====== Text section
Skip to content

Contributing Setup

This guide will help you set up a development environment for contributing to pgdelta.

Prerequisites

  • Python 3.13+
  • Docker (for running PostgreSQL test containers)
  • Git

Development Setup

1. Clone the Repository

git clone https://github.com/olirice/pgdelta.git
cd pgdelta

2. Create Virtual Environment

# Create virtual environment
python -m venv venv

# Activate virtual environment
# On Linux/macOS:
source venv/bin/activate
# On Windows:
venv\Scripts\activate

3. Install Dependencies

# Install pgdelta in editable mode with development dependencies
pip install -e ".[dev]"

# Install documentation dependencies (optional)
pip install -e ".[docs]"

4. Install Pre-commit Hooks

# Install pre-commit hooks
pre-commit install

# Test pre-commit hooks
pre-commit run --all-files

5. Verify Installation

# Run tests to verify everything works
pytest

# Run specific test categories
pytest -m "not slow"              # Skip slow tests
pytest -m integration             # Run integration tests
pytest -m roundtrip              # Run roundtrip tests

# Check code quality
mypy src/pgdelta
ruff check .
ruff format .

Development Tools

Testing

# Run all tests
pytest

# Run tests with coverage
pytest --cov=src/pgdelta --cov-report=html

# Run tests in parallel (faster)
pytest -n auto

# Run specific test file
pytest tests/unit/test_catalog.py

# Run specific test
pytest tests/unit/test_catalog.py::test_extract_catalog_basic

Code Quality

# Type checking
mypy src/pgdelta

# Linting
ruff check .

# Auto-fix linting issues
ruff check . --fix

# Code formatting
ruff format .

# Run all pre-commit hooks
pre-commit run --all-files

Documentation

# Install documentation dependencies
pip install -e ".[docs]"
============
====== Dataset extract
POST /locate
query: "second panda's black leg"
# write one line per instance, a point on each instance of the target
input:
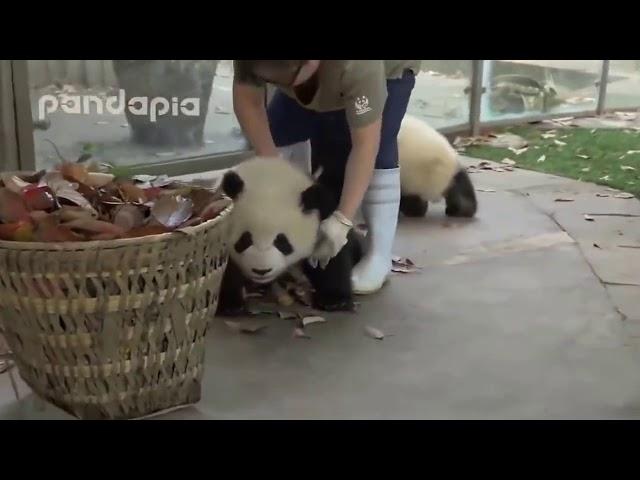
============
#### Tasks to carry out:
[1] For each statement, answer yes or no to say whether the pgdelta setup guide supports it, and quote the guide's deciding words: (a) Python 3.13 or newer is required. (b) Installing the documentation dependencies is mandatory. (c) Docker is used to run PostgreSQL test containers.
[2] According to the pgdelta setup guide, which command runs the tests in parallel?
[3] Continue the pgdelta setup guide, starting after its final line.
The material above was drawn from a separate source and is unrelated to the pgdelta setup guide.

#### Expected responses:
[1]
(a) Yes: "Python 3.13+"
(b) No: "# Install documentation dependencies (optional)"
(c) Yes: "Docker (for running PostgreSQL test containers)"

[2] pytest -n auto

[3]
# Build documentation
mkdocs build

# Serve documentation locally
mkdocs serve
# Visit http://localhost:8000

Architecture Overview

Before contributing, familiarize yourself with pgdelta's architecture:

Three-Phase Design

  1. Extract: Extract schema from PostgreSQL into immutable dataclasses
  2. Diff: Compare catalogs to generate change objects
  3. Generate: Generate SQL DDL from change objects with dependency resolution

Key Directories

src/pgdelta/
├── model/          # PostgreSQL object models
├── diff/           # Diff algorithms
├── changes/        # Change types and SQL generation
├── cli/            # Command-line interface
├── catalog.py      # Catalog extraction
└── dependency_resolution.py  # Dependency resolution

Testing Philosophy

  • Real PostgreSQL: All tests use actual PostgreSQL instances
  • Roundtrip fidelity: Extract → Diff → Generate → Apply produces identical schemas
  • Comprehensive coverage: 85% minimum test coverage required

Contributing Guidelines

Code Style

Python Code

  • Follow PEP 8 (enforced by ruff)
  • Use type hints for all functions and methods
  • Write docstrings for public functions
  • Use descriptive variable names
# Good
def extract_catalog(session: Session) -> PgCatalog:
    """Extract complete catalog from PostgreSQL session."""
    pass

# Bad
def extract(s):
    pass

SQL Code

  • Use double quotes for identifiers
  • Format SQL for readability
  • Include comments for complex queries
-- Good
CREATE TABLE "public"."users" (
  "id" serial PRIMARY KEY,
  "email" text NOT NULL,
  "created_at" timestamp DEFAULT now()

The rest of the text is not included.